Jim Nasby wrote:
> It looks like the biggest complaint (aside from allowing a limited number of
> tuples to be moved) is in [1] and [2], where Tom is saying that you can't
> simply call heap_update() like this without holding an exclusive lock on the
> table. Is that because we're not actually changing the tuple?
That's nonsense -- obviously UPDATE can do heap_update without an
exclusive lock on the table, so the explanation must be something else.
I think his actual complaint was that you can't remove the old tuple
until concurrent readers of the table have already finished scanning it,
or you get into a situation where they might need to read the page in
which the original version resided, but your mini-vacuum already removed
it. So before removing it you need to wait until they are all finished.
This is the reason I mentioned CREATE INDEX CONCURRENTLY: if you wait
until those transactions are all gone (like CIC does), you are then free
to remove the old versions of the tuple, because you know that all
readers have a snapshot new enough to see the new version of the tuple.

#### Data excerpts:
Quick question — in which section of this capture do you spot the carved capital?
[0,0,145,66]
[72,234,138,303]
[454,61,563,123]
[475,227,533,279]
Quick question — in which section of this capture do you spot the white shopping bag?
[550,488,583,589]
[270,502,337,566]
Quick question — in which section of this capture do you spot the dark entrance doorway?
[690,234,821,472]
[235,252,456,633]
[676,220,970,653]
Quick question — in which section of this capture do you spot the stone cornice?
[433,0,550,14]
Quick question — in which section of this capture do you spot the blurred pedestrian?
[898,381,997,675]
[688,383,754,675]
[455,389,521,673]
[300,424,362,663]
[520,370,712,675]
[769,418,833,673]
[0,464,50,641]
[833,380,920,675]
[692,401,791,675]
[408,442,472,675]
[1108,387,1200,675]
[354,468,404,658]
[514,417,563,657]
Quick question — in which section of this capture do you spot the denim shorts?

#### Written instruction 1:
In the post on removing old tuples, swap "readers" for "scanning sessions" and write out the stretch from "I think his" through "of the tuple.".
#### Written instruction 2:
List every distinct word of two or more letters that the post on removing old tuples writes entirely in capital letters.
The rows play no part in what follows.

#### Reply 1:
I think his actual complaint was that you can't remove the old tuple
until concurrent scanning sessions of the table have already finished scanning it,
or you get into a situation where they might need to read the page in
which the original version resided, but your mini-vacuum already removed
it. So before removing it you need to wait until they are all finished.
This is the reason I mentioned CREATE INDEX CONCURRENTLY: if you wait
until those transactions are all gone (like CIC does), you are then free
to remove the old versions of the tuple, because you know that all
scanning sessions have a snapshot new enough to see the new version of the tuple.

#### Reply 2:
UPDATE, CREATE, INDEX, CONCURRENTLY, CIC